WHAT IS EXPECTED. Only an exact repetition of the entries counts as an answer.
++++ DATA UNDER STUDY ++++
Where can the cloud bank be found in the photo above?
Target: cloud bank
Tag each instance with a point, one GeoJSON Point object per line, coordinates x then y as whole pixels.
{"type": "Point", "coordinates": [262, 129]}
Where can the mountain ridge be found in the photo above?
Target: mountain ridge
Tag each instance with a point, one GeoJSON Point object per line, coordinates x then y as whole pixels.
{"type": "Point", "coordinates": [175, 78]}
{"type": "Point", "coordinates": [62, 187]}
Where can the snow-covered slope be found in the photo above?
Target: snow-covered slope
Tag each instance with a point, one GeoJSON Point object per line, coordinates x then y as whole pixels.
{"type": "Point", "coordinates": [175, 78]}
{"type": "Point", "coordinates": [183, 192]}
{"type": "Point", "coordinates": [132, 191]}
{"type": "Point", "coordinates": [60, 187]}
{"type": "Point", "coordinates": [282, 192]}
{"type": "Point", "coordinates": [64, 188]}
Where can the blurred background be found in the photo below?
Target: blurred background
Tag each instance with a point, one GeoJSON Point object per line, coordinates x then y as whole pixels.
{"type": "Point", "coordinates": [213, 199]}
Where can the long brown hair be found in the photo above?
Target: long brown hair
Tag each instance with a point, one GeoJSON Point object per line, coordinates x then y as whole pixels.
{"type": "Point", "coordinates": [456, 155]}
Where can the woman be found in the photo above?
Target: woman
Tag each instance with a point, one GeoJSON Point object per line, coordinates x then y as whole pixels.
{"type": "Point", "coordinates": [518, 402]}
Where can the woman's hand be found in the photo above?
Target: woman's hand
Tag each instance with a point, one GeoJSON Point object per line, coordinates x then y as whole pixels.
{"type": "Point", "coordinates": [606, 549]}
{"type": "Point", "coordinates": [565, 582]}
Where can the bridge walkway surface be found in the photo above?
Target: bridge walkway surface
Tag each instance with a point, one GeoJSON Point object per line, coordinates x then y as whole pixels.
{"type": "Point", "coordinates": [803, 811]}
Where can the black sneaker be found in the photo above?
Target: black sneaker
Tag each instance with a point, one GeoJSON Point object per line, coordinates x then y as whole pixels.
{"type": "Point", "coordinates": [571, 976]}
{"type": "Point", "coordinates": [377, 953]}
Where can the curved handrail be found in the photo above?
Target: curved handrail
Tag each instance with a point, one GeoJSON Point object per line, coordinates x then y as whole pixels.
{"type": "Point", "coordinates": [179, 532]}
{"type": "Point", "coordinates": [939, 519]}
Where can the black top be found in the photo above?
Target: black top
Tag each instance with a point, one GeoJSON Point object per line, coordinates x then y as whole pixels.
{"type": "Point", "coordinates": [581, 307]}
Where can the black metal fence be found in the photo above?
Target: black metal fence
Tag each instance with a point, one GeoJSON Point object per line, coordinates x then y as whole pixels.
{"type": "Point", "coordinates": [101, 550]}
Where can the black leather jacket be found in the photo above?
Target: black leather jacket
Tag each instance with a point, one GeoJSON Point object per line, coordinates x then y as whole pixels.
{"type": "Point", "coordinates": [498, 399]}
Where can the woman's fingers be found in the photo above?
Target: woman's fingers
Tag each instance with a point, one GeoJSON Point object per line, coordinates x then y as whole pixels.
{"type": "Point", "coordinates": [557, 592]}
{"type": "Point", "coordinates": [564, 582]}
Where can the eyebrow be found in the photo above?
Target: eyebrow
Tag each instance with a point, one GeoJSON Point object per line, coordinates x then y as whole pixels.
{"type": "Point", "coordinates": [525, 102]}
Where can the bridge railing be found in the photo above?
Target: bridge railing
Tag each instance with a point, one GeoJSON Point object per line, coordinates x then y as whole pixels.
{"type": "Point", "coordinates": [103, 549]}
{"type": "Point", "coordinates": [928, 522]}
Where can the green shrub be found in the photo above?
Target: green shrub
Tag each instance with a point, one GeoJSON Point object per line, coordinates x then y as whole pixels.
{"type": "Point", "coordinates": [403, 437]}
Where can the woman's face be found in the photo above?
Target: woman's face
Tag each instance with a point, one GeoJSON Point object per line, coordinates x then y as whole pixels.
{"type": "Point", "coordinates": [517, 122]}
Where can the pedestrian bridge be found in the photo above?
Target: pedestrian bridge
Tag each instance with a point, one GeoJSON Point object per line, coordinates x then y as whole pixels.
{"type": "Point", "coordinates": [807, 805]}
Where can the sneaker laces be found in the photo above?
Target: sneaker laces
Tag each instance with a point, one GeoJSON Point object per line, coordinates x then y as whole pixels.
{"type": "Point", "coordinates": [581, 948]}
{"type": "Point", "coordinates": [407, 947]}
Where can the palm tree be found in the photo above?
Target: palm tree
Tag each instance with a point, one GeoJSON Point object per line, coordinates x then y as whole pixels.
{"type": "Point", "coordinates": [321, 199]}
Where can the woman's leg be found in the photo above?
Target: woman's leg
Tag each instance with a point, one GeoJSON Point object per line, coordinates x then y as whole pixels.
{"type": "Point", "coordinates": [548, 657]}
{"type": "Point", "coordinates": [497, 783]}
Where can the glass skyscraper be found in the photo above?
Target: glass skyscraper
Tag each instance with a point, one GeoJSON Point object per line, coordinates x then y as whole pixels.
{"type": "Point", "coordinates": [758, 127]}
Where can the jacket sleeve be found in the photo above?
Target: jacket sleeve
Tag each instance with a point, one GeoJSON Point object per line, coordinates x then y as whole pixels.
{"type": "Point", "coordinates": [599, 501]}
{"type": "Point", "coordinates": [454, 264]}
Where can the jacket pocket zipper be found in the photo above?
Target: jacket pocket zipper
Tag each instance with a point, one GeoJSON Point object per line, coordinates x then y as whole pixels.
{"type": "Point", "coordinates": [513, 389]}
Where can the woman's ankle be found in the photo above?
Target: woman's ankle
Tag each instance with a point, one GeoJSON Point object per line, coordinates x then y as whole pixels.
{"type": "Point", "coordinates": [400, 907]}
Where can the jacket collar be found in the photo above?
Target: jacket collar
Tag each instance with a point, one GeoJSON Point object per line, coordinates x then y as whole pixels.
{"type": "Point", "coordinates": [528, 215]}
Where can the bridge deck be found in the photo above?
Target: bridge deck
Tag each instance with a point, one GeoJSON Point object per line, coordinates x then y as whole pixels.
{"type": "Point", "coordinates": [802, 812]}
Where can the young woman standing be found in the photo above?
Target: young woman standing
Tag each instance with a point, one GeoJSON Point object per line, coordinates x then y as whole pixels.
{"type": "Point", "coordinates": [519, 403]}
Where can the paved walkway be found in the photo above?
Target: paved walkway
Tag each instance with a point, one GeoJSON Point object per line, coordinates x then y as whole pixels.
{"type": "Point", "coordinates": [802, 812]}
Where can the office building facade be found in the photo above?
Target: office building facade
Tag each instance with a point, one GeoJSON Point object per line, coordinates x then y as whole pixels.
++++
OUTPUT BELOW.
Where can the cloud bank be found in the photo above?
Target: cloud bank
Tag each instance with a point, one GeoJSON Point object per line, coordinates x then y as whole pixels.
{"type": "Point", "coordinates": [262, 129]}
Where can the mountain ridge be found in the photo above?
Target: mountain ridge
Tag each instance with a point, one GeoJSON Point object per line, coordinates x then y as whole pixels.
{"type": "Point", "coordinates": [175, 78]}
{"type": "Point", "coordinates": [62, 187]}
Where can the snow-covered slope be found in the photo above?
Target: snow-covered slope
Tag each instance with a point, one GeoJSON Point object per line, coordinates x then y as whole pixels.
{"type": "Point", "coordinates": [175, 78]}
{"type": "Point", "coordinates": [183, 192]}
{"type": "Point", "coordinates": [132, 191]}
{"type": "Point", "coordinates": [60, 187]}
{"type": "Point", "coordinates": [282, 192]}
{"type": "Point", "coordinates": [64, 188]}
Where can the blurred background be found in the photo below?
Target: blurred background
Tag each instance with a point, one GeoJSON Point object per line, coordinates x then y as whole pixels.
{"type": "Point", "coordinates": [213, 199]}
Where can the long brown hair be found in the photo above?
Target: long brown hair
Tag each instance with a point, one GeoJSON Point object per line, coordinates x then y as whole pixels.
{"type": "Point", "coordinates": [456, 155]}
Where can the woman be found in the photo above?
Target: woman
Tag each instance with a point, one GeoJSON Point object per line, coordinates x then y as whole pixels.
{"type": "Point", "coordinates": [518, 402]}
Where can the woman's hand be found in the photo above?
Target: woman's hand
Tag each instance with a point, one GeoJSON Point object per line, coordinates x then y as whole pixels.
{"type": "Point", "coordinates": [606, 549]}
{"type": "Point", "coordinates": [565, 582]}
Where can the bridge walkway surface be found in the photo above?
Target: bridge walkway surface
Tag each instance with a point, one GeoJSON Point object per line, coordinates x then y as whole pixels.
{"type": "Point", "coordinates": [803, 811]}
Where can the black sneaker be found in the photo above?
Target: black sneaker
Tag each instance with a point, one GeoJSON Point object per line, coordinates x then y as whole pixels.
{"type": "Point", "coordinates": [571, 976]}
{"type": "Point", "coordinates": [377, 953]}
Where can the curved handrail be found in the photo above?
Target: curved handrail
Tag each instance with a point, one GeoJSON Point object per line, coordinates x then y as whole pixels.
{"type": "Point", "coordinates": [179, 532]}
{"type": "Point", "coordinates": [939, 519]}
Where can the black top be found in the photo above?
Target: black top
Tag each instance with a point, one GeoJSON Point object per line, coordinates x then y as whole pixels.
{"type": "Point", "coordinates": [581, 307]}
Where can the black metal fence be found in the photo above?
Target: black metal fence
Tag each instance with a point, one GeoJSON Point object per line, coordinates x then y as whole pixels.
{"type": "Point", "coordinates": [101, 550]}
Where can the black leather jacket be found in the photo above?
Target: black leather jacket
Tag each instance with a point, one GeoJSON Point object per line, coordinates x then y as whole pixels.
{"type": "Point", "coordinates": [498, 399]}
Where can the woman's fingers be found in the photo above?
Target: woman's fingers
Tag each instance with a point, one GeoJSON Point object per line, coordinates x then y as whole pixels.
{"type": "Point", "coordinates": [557, 592]}
{"type": "Point", "coordinates": [564, 582]}
Where can the eyebrow be found in the photo above?
Target: eyebrow
Tag each instance with a point, one GeoJSON Point object per line, coordinates x then y as whole pixels.
{"type": "Point", "coordinates": [525, 102]}
Where can the bridge railing be found in the photo above?
Target: bridge railing
Tag each instance with a point, one GeoJSON Point object per line, coordinates x then y as whole pixels.
{"type": "Point", "coordinates": [103, 549]}
{"type": "Point", "coordinates": [928, 522]}
Where can the green shrub be found in the photo above?
Target: green shrub
Tag each instance with a point, one GeoJSON Point object per line, coordinates x then y as whole pixels.
{"type": "Point", "coordinates": [403, 437]}
Where can the woman's face be found in the photo above?
Target: woman's face
Tag each instance with a point, one GeoJSON Point object per line, coordinates x then y as whole pixels.
{"type": "Point", "coordinates": [517, 122]}
Where can the pedestrian bridge be found in the photo above?
Target: pedestrian bridge
Tag each instance with a point, one GeoJSON Point object per line, coordinates x then y as whole pixels.
{"type": "Point", "coordinates": [807, 805]}
Where can the sneaker laces be found in the photo above?
Target: sneaker laces
Tag each instance with a point, one GeoJSON Point object per line, coordinates x then y as whole pixels.
{"type": "Point", "coordinates": [581, 948]}
{"type": "Point", "coordinates": [407, 947]}
Where can the palm tree be found in the photo above?
Target: palm tree
Tag each instance with a point, one GeoJSON Point object per line, coordinates x then y as whole pixels.
{"type": "Point", "coordinates": [321, 199]}
Where can the woman's leg be found in the photo above?
Target: woman's leg
Tag each instance with a point, one GeoJSON Point object per line, coordinates x then y as whole pixels.
{"type": "Point", "coordinates": [548, 657]}
{"type": "Point", "coordinates": [497, 783]}
Where can the glass skyscraper be found in the photo above?
Target: glass skyscraper
Tag each instance with a point, one GeoJSON Point object per line, coordinates x then y as whole pixels.
{"type": "Point", "coordinates": [758, 127]}
Where can the jacket sleeve be found in the photo above?
Target: jacket sleeve
Tag each instance with a point, one GeoJSON Point object per line, coordinates x then y as whole pixels.
{"type": "Point", "coordinates": [599, 501]}
{"type": "Point", "coordinates": [454, 264]}
Where can the jacket pocket zipper be found in the photo above?
Target: jacket pocket zipper
Tag each instance with a point, one GeoJSON Point object per line, coordinates x then y as whole pixels.
{"type": "Point", "coordinates": [513, 389]}
Where can the woman's ankle be found in the photo above?
Target: woman's ankle
Tag each instance with a point, one GeoJSON Point object per line, coordinates x then y as whole pixels.
{"type": "Point", "coordinates": [400, 907]}
Where can the jacket collar be found in the photo above?
Target: jacket collar
Tag each instance with a point, one GeoJSON Point object per line, coordinates x then y as whole pixels.
{"type": "Point", "coordinates": [528, 215]}
Where can the bridge deck be found in the photo above?
Target: bridge deck
Tag each instance with a point, one GeoJSON Point object per line, coordinates x then y as whole pixels.
{"type": "Point", "coordinates": [802, 812]}
Where can the young woman standing be found in the photo above?
Target: young woman standing
Tag each instance with a point, one GeoJSON Point object per line, coordinates x then y as whole pixels.
{"type": "Point", "coordinates": [519, 403]}
Where can the paved walkway be found in the photo above?
Target: paved walkway
Tag each instance with a point, one GeoJSON Point object per line, coordinates x then y as whole pixels.
{"type": "Point", "coordinates": [802, 812]}
Where can the office building facade be found in the photo above?
Target: office building facade
Tag each instance with a point, one GeoJSON Point object per line, coordinates x then y as whole pixels.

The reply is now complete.